It quickly became apparent that most of the division's officers supported the Nationalists while the crews supported the Republicans, so the crews mutinied, established "ship's committees" of sailors with the power to choose their officers and direct the operations of their vessels, and placed most of the officers under arrest. Only two days into the operation, on 20 July, the submarine division entered the harbor at Málaga, where the division's commander, Capitán de fragata (Frigate Captain) Francisco Guimerá Bosch, and most of the other senior officers in the division were relieved of command and transferred to the prison ship Monte Toro. C-6′s commanding officer, Capitán de corbeta (Corvette Captain) Romero Carnero, was among those removed, and an alférez de navío (ship-of-the-line ensign) took command of the submarine. On 27 July 1936, all destroyers and submarines at Málaga deployed around Cádiz to intercept a Nationalist convoy that proved to be a decoy. Then C-6 and her sister ships , and C-3 received instructions to form a patrol arc along the coast of North Africa off the harbor at Ceuta to prevent the entrance of the Nationalist light cruiser , which had left Ferrol bound for the Strait of Gibraltar and was thought to be headed for Ceuta.

The need for experienced officers to command Republican submarines led to Romero Carnero's reinstatement as C-6′s commanding officer on 15 August 1936. That day, C-6 and C-3 got underway bound for the Cantabrian Sea along Spain's northern coast. C-3 suffered a mechanical breakdown that forced her to return to Cartagena, but C-6 continued alone and arrived at Gijón on 17 August 1936. While at Gijón, Romero received word that Almirante Cervera was anchored off the coast of Asturias and was bombarding Republican forces there. Rather than using this information to attack Almirante Cervera, Romero had C-6 get underway for San Sebastián, where the Nationalist battleship España reportedly was anchored off the coast. After Romero also failed to attack España, claiming that technical difficulties prevented it, C-6′s crew accused him of Nationalist sympathies, mutinied, and once again replaced him with the alférez de navío (ship-of-the-line ensign). The Republican government ordered C-6 to return to the Mediterreanean Sea.

Requirement 1:
In the account of the submarine C-6, on what date was Romero Carnero reinstated as her commanding officer?
Requirement 2:
Carry the account of the submarine C-6 forward from its final sentence.

Data rows:
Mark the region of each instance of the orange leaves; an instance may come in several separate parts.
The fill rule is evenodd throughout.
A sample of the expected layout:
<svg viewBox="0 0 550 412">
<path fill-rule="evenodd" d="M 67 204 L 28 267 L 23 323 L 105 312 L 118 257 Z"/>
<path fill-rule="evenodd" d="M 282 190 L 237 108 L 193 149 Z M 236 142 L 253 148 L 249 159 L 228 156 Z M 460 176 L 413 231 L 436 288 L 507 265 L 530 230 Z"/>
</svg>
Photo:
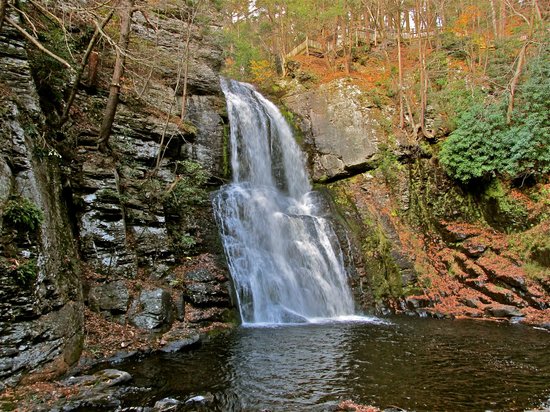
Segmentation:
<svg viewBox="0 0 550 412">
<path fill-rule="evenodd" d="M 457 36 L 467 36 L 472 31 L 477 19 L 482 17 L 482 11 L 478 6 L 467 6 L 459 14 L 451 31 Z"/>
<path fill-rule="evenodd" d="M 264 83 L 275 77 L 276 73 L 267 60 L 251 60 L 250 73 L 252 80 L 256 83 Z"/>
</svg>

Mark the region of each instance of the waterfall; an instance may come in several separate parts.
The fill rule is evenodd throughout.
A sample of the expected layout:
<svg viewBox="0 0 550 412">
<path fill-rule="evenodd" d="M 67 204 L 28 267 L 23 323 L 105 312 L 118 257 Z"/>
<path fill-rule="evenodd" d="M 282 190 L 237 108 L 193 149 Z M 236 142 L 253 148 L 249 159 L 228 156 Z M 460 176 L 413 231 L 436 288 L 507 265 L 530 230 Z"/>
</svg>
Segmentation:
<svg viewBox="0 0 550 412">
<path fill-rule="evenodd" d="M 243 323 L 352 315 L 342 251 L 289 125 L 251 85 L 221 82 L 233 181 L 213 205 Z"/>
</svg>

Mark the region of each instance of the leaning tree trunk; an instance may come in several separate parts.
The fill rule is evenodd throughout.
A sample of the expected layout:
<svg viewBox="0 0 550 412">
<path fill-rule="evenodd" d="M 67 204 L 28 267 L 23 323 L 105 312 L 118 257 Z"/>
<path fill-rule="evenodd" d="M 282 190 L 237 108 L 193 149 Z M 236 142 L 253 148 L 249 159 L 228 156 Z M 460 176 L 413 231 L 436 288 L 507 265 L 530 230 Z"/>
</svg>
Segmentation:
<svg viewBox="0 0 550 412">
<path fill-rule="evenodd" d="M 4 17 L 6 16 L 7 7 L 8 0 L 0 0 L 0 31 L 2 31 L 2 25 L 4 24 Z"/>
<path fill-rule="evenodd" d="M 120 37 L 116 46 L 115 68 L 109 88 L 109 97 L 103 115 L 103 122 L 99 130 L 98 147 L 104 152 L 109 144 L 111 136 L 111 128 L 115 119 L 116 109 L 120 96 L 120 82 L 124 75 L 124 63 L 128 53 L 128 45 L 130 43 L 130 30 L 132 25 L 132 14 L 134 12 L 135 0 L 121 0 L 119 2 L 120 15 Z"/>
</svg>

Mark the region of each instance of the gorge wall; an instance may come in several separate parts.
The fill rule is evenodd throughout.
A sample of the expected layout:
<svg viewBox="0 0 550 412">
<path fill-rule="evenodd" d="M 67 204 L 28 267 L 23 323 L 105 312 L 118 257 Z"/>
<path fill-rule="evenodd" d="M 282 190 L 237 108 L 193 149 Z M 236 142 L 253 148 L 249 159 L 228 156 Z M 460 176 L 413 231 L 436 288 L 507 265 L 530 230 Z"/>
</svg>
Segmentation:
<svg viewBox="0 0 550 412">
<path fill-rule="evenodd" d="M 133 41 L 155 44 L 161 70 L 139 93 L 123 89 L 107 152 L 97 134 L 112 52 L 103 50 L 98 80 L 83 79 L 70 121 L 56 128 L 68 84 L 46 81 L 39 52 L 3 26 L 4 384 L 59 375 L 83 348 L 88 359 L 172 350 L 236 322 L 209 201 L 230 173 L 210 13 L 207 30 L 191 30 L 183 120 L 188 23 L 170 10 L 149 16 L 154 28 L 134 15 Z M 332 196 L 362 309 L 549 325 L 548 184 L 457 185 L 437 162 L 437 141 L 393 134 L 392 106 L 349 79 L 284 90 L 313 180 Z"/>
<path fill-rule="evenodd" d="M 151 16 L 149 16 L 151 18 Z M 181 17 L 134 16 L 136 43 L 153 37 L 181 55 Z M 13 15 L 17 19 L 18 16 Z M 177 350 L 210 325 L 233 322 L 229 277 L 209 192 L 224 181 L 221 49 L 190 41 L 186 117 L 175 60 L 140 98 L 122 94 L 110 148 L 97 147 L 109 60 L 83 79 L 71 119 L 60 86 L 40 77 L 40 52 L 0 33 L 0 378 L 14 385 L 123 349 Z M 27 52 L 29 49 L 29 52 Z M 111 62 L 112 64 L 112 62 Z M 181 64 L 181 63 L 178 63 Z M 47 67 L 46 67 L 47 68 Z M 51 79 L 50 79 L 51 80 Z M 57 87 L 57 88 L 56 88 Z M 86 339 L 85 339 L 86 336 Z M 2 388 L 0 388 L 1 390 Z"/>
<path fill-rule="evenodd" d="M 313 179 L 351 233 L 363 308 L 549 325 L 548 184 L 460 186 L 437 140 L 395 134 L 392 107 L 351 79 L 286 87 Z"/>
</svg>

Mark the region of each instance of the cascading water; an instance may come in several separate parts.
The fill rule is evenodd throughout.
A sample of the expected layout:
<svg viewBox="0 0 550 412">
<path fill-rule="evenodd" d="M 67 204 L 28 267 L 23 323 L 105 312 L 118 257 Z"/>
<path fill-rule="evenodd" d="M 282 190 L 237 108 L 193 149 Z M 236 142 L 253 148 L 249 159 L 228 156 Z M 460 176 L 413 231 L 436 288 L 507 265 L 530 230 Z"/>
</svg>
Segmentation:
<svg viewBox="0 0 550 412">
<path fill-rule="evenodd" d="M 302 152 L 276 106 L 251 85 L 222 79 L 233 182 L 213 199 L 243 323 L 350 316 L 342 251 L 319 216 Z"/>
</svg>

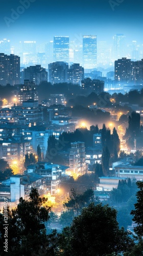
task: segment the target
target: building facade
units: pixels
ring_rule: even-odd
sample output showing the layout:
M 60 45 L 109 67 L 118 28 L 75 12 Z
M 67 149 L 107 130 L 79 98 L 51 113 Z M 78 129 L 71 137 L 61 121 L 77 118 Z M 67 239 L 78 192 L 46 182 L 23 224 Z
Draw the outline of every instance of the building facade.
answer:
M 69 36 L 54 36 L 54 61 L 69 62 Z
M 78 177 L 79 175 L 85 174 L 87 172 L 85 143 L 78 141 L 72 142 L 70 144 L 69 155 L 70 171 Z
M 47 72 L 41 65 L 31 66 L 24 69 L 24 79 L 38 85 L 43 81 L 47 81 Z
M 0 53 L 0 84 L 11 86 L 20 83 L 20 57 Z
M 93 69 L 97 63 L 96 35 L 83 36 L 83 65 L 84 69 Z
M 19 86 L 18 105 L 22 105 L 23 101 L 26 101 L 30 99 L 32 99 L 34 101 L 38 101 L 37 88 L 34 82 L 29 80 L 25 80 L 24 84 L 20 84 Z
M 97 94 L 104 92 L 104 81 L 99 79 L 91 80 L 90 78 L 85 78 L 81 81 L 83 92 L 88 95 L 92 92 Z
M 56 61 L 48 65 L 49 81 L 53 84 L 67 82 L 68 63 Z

Final result 1:
15 August 1936

Final result 2:
On 1 September 1936, the president of C-6′s ship's committee, a torpedo boat commander, took command of C-6. C-6 departed that day for another deployment to Spain's northern coast, arriving at Gijón on 7 September 1936. On 2 October 1936, C-6, C-3 and C-4 again set out for the Mediterranean, with C-3 and C-4 reaching Málaga on 8 October and C-6 continuing on to Cartagena.

By the beginning of 1937, C-6 was based at Málaga. She was in port there when a Nationalist air raid killed her commanding officer on 2 January 1937. On 11 January she returned to Cartagena, avoiding an attack on Málaga by Nationalist warships.

The Soviet Union actively supported the Republican faction, and on 1 February 1937 a Soviet Navy officer took command of C-6. Under his command, C-6 carried out several training exercises in the following days. He then decided to attack Nationalist ships anchored at Ceuta, but bad weather forced him to cancel these plans. Days later, C-6 got underway to attack Nationalist ships at Palma de Mallorca on Mallorca in the Balearic Islands, but a Nationalist aircraft damaged her in a bombing attack on 21 February 1937, forcing her to turn back for Cartagena. She reached Cartagena on 22 February and began repairs.

C-6′ repairs were completed on 28 April 1937. At the end of April she departed Cartagena to make her third deployment of the war to the Cantabrian Sea along Spain's northern coast. She rendezvoused with C-2 and C-4 at the Port of El Musel at Gijón, then moved on to Santander, where she arrived on 6 May, and Bilbao, which she reached on 12 May. Aircraft of the German Condor Legion attacked her at Bilbao, extensively damaging her and killing six and wounding three members of her crew. She underwent repairs at Sestao until 31 May 1937.

C-6 departed Bilbao in company with C-4 on 7 June 1937 and reached Santander on 9 June without encountering any Nationalist ships. A new Soviet Navy officer reported aboard to relieve her commander, but both Soviet officers remained aboard when she got underway from Santander on 18 June 1937 to attack Almirante Cervera off Cantabria. On the night of 20 June 1937 C-6 approached Almirante Cervera on the surface and fired two torpedoes, both of which malfunctioned: The first veered off course and began circling C-6, while the second torpedo went into a steep dive and exploded upon hitting the seabed.

C-6′s new Soviet commanding officer took her out on numerous patrols, during which C-6 sighted Almirante Cervera but could not close for an attack. On the night of 27–28 July 1937 C-6 sighted the Nationalist heavy cruiser and fired two torpedoes at her, both of which missed.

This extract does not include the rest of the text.